» Exercise prompt:
Only the lines from the line containing "granite paver path" to the end of the entries, both included, belong in your answer, and each must match exactly.

[Stored data entries]
--- --- ---
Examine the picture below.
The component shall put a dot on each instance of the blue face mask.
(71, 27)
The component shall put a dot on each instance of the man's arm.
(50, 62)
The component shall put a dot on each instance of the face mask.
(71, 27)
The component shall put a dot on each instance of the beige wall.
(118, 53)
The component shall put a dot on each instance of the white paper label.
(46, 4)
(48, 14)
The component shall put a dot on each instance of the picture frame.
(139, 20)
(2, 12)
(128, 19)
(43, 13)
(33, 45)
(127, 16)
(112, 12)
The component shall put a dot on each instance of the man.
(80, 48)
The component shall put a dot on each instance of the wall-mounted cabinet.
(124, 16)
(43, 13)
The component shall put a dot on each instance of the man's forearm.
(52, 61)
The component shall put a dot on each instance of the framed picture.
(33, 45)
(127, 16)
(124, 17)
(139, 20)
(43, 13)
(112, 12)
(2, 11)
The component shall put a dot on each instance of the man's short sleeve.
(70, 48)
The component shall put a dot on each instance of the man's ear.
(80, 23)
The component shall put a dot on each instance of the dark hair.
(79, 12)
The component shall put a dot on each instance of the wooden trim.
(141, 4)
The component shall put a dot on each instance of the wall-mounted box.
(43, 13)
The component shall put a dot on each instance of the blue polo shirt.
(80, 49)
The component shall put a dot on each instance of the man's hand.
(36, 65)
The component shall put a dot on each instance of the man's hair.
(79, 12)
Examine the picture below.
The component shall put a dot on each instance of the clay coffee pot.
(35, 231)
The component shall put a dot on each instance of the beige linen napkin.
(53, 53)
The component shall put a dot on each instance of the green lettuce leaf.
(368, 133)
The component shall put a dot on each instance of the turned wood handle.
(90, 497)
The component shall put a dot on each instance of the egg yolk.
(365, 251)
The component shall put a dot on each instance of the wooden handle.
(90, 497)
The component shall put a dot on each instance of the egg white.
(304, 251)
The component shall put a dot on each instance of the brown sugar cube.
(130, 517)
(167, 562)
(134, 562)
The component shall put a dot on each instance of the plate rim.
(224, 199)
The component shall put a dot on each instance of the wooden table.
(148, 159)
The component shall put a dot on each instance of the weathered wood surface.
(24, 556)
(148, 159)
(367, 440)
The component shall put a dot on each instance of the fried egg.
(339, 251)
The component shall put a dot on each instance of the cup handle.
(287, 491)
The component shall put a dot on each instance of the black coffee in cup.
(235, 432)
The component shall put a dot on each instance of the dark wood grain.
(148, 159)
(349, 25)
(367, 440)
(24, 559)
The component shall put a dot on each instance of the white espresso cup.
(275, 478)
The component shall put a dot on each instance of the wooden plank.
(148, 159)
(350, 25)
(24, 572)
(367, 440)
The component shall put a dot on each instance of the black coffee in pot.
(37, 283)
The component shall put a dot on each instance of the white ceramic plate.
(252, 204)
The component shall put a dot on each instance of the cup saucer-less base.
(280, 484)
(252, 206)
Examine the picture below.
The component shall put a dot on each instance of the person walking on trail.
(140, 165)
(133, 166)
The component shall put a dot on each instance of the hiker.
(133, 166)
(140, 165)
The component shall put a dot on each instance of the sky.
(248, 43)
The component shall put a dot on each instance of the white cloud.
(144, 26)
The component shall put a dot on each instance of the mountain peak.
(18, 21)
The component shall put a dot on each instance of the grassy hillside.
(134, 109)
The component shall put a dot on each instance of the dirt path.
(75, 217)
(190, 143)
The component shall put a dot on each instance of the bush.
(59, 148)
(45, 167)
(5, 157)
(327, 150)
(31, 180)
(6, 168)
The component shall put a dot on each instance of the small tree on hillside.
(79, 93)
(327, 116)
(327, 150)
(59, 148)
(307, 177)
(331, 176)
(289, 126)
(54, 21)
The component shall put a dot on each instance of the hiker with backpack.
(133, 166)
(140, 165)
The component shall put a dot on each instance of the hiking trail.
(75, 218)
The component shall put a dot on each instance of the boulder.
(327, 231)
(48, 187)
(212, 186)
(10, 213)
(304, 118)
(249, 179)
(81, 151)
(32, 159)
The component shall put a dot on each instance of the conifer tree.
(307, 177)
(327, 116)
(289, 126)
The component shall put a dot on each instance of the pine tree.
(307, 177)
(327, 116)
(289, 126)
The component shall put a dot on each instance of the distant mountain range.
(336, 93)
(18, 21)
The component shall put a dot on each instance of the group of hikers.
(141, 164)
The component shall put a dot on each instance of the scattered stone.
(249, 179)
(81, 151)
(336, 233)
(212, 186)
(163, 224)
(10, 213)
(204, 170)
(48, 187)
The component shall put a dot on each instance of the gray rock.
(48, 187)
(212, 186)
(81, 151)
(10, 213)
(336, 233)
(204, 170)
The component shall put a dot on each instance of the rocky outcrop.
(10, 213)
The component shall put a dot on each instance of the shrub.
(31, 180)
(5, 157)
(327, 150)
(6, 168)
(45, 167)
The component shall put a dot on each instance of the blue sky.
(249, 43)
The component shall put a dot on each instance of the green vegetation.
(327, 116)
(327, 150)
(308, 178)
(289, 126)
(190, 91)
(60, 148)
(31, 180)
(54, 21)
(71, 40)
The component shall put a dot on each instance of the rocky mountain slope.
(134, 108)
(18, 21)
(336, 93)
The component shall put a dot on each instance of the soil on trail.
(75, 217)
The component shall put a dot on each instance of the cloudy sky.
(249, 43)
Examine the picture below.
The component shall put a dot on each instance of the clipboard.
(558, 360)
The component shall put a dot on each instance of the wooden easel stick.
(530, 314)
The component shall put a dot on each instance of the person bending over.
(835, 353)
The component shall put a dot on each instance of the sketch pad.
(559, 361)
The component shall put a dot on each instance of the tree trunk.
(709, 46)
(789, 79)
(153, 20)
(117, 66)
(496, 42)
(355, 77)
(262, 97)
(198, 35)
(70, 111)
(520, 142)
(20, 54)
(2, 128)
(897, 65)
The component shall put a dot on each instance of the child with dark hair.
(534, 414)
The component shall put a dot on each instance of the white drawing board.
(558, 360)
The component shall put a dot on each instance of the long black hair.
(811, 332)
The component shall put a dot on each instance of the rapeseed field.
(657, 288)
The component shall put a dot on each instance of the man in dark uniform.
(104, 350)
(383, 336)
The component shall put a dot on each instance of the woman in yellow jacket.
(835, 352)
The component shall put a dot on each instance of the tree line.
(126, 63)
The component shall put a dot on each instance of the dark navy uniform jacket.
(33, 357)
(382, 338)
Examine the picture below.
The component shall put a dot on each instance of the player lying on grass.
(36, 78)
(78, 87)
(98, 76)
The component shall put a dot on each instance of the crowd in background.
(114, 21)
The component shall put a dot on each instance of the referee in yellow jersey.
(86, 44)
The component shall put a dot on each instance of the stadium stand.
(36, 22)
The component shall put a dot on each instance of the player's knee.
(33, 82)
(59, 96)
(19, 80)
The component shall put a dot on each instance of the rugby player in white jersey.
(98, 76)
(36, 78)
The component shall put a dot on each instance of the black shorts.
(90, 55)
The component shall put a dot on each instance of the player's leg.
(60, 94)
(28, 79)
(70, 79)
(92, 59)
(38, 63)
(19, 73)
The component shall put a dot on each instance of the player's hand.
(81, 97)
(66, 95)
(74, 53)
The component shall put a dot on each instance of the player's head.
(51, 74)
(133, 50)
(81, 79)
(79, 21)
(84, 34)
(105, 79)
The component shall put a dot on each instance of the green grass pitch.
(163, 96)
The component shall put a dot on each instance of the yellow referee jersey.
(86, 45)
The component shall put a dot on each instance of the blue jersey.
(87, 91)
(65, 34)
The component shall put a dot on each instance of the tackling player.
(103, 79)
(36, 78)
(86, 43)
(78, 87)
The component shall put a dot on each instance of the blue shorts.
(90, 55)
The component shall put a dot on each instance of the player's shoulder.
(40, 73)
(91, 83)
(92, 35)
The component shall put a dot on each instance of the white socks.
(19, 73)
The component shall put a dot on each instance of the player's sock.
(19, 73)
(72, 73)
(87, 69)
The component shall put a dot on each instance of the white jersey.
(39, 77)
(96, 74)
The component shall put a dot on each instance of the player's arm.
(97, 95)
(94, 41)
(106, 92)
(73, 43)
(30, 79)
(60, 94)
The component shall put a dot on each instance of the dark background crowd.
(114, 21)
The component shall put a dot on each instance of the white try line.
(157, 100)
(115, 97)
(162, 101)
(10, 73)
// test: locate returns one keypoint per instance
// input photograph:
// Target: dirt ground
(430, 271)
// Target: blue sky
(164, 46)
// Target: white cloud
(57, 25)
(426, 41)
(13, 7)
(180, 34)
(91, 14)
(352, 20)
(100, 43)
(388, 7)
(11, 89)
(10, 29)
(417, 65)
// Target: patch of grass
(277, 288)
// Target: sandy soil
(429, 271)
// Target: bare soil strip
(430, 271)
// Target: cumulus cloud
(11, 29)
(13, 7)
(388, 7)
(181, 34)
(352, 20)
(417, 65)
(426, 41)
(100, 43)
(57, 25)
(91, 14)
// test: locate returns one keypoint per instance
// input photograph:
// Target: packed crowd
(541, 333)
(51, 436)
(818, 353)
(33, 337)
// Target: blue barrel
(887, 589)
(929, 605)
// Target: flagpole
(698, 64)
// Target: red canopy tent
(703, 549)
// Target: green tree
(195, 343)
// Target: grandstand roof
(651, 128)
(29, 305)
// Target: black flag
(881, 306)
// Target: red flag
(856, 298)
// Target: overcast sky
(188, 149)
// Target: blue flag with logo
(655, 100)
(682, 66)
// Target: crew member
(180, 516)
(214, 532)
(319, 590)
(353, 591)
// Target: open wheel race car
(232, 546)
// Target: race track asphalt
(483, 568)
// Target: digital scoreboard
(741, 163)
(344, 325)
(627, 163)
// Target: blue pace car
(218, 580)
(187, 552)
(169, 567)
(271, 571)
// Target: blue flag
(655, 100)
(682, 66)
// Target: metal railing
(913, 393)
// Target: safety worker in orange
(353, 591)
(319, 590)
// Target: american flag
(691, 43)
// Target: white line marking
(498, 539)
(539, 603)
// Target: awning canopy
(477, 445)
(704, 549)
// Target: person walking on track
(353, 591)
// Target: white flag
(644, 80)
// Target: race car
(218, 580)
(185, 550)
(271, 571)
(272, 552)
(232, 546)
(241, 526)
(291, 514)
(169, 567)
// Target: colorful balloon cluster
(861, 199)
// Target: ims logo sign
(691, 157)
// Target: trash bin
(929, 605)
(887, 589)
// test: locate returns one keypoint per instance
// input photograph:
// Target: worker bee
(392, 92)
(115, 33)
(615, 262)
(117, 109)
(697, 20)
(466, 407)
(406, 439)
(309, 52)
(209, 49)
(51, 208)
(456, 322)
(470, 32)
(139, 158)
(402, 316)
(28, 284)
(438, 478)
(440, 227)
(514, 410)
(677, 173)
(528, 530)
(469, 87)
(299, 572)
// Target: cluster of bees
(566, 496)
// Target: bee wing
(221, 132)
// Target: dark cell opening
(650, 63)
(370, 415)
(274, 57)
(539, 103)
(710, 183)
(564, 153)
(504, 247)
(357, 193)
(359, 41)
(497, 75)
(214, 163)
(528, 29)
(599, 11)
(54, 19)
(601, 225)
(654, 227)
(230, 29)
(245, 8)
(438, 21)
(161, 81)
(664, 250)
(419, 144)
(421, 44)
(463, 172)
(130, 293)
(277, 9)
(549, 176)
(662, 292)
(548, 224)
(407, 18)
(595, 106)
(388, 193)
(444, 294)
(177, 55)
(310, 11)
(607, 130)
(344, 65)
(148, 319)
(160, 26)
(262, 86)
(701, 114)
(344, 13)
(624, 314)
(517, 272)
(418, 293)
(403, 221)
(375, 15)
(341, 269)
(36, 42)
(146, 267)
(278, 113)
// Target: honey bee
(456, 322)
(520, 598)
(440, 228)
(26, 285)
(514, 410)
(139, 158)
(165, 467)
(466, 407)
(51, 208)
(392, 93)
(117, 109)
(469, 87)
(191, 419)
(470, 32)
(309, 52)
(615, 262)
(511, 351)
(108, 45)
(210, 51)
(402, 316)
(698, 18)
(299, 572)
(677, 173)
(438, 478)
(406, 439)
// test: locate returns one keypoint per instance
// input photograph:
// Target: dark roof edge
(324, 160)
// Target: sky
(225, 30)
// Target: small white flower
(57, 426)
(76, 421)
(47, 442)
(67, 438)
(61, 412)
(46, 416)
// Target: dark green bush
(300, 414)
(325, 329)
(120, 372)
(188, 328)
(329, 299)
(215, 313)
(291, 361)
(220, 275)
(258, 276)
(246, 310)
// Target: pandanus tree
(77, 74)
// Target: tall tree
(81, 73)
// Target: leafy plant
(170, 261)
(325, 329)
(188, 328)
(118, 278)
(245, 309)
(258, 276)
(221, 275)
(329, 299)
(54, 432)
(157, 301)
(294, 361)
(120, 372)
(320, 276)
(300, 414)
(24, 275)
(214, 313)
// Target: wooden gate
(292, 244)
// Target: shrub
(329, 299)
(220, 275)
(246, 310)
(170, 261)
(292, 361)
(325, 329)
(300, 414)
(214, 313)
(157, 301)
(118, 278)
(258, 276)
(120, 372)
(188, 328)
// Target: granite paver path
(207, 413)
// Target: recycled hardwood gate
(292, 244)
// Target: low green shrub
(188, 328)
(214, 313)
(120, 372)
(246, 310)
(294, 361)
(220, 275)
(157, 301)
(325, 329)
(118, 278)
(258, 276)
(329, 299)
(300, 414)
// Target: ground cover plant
--- --- ---
» Response area:
// Target: granite paver path
(207, 413)
// Target: recycled hardwood gate
(292, 244)
// Target: low green shrub
(188, 328)
(214, 313)
(120, 372)
(246, 310)
(294, 361)
(220, 275)
(157, 301)
(325, 329)
(118, 278)
(258, 276)
(329, 299)
(300, 414)
// Target: ground cover plant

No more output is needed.